§ **LEESTEKST**
<<<<

Arthur W. Pink: Waren er daar maar meer van!

Feike ter Velde • 84 - 2008 • Uitgave: 19
Hij heeft een groot aantal boeken nagelaten, die voor heel velen tot grote zegen zijn geworden. Zijn diepgewortelde Bijbelstudies zijn voor elke gelovige als honing voor het hart. In ons land praktisch onbekend, in de Engelssprekende wereld echter zeer beroemd. Wie de werken leest van Arthur Walkington Pink (1886-1952) krijgt grote liefde voor de Bijbel als het onfeilbare Woord van God, afkeer van alle oppervlakkigheid in het geloofsleven en grote drang een volgeling en dienaar te worden van Jezus Christus, de Heiland der wereld. Een portret.

>>>>

§ **OPDRACHT A**
Welke regels uit de lijst hieronder bevatten de tekenreeks "concrete"? Geef die regels allemaal terug, en houd daarbij rekening met hoofdletters en kleine letters.

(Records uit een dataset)
<<<<

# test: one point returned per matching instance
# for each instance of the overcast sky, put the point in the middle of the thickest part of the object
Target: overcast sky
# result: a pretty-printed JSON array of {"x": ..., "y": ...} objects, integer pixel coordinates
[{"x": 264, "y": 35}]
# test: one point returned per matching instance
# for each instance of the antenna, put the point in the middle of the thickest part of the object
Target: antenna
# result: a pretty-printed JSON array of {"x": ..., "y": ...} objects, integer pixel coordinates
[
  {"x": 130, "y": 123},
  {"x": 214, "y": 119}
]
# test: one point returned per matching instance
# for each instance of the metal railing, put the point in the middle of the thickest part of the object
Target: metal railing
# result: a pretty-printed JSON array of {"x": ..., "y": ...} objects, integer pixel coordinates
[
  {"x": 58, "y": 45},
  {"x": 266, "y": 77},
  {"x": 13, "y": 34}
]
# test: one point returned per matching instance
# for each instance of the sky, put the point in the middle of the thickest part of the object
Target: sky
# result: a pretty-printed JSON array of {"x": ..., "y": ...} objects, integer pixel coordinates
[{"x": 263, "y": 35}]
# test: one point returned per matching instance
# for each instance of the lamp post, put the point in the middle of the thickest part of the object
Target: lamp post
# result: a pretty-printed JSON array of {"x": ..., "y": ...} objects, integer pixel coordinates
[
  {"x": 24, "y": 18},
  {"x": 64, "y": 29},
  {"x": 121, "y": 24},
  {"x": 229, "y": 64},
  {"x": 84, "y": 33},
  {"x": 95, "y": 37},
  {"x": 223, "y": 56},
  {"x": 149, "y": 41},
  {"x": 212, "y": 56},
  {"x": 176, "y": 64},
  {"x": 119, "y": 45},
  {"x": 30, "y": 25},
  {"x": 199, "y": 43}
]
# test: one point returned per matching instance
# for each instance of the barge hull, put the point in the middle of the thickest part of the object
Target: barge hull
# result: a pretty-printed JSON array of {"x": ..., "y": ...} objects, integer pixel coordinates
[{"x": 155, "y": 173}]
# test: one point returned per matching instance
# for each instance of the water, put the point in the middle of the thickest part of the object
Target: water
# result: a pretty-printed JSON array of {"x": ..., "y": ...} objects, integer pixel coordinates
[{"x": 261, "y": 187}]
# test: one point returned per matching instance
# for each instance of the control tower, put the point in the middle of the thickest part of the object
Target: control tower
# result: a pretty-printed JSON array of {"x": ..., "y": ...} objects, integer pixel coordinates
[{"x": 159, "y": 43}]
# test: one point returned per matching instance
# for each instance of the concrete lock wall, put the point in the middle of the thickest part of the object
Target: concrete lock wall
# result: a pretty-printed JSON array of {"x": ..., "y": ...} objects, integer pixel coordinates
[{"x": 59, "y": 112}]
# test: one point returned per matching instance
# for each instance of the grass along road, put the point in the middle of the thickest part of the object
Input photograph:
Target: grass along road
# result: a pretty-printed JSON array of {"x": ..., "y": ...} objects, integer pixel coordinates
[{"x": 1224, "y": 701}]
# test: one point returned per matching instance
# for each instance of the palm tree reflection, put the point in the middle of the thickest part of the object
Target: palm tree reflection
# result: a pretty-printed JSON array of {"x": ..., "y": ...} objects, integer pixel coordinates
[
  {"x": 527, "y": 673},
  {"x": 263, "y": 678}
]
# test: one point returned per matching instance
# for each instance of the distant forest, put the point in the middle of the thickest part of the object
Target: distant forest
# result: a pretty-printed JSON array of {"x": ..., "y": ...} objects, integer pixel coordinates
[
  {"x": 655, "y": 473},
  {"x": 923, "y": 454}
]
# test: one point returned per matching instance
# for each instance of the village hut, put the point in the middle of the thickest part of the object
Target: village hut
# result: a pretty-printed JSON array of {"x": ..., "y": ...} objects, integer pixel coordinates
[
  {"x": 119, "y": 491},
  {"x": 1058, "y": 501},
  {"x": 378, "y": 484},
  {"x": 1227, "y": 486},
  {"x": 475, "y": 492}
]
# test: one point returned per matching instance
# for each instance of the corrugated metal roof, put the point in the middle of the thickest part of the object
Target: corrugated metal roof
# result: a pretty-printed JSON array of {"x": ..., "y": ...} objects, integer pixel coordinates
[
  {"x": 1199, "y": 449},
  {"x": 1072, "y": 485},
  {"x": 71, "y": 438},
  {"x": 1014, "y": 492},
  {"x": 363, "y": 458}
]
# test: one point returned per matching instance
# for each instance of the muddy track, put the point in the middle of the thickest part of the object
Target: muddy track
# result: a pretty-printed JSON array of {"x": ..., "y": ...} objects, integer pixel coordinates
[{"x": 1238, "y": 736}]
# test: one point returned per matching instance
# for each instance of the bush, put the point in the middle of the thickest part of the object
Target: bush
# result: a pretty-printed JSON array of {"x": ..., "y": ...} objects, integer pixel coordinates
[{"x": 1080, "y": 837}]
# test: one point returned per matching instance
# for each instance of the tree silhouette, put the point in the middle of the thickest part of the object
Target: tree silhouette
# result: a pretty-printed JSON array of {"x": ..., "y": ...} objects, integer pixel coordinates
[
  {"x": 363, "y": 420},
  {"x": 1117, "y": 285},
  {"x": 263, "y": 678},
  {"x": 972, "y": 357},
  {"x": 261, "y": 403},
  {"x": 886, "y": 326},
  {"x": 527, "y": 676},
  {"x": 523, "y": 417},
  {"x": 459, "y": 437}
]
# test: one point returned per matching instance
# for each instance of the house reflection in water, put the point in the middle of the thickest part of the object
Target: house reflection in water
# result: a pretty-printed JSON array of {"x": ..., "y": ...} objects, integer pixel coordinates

>>>>

§ **OPDRACHT B**
Kloppen de volgende uitspraken met de tekst over Arthur W. Pink? (i) Pink leefde van 1886 tot 1952. (ii) In de Engelssprekende wereld is Pink vrijwel onbekend. (iii) Zijn Bijbelstudies worden vergeleken met honing voor het hart. Antwoord per uitspraak met ja of nee en citeer de woorden uit de tekst die de doorslag geven.

§ **UITVOER A**
# for each instance of the concrete lock wall, put the point in the middle of the thickest part of the object
Target: concrete lock wall

§ **UITVOER B**
(i) Ja: "Arthur Walkington Pink (1886-1952)"
(ii) Nee: "in de Engelssprekende wereld echter zeer beroemd"
(iii) Ja: "Zijn diepgewortelde Bijbelstudies zijn voor elke gelovige als honing voor het hart."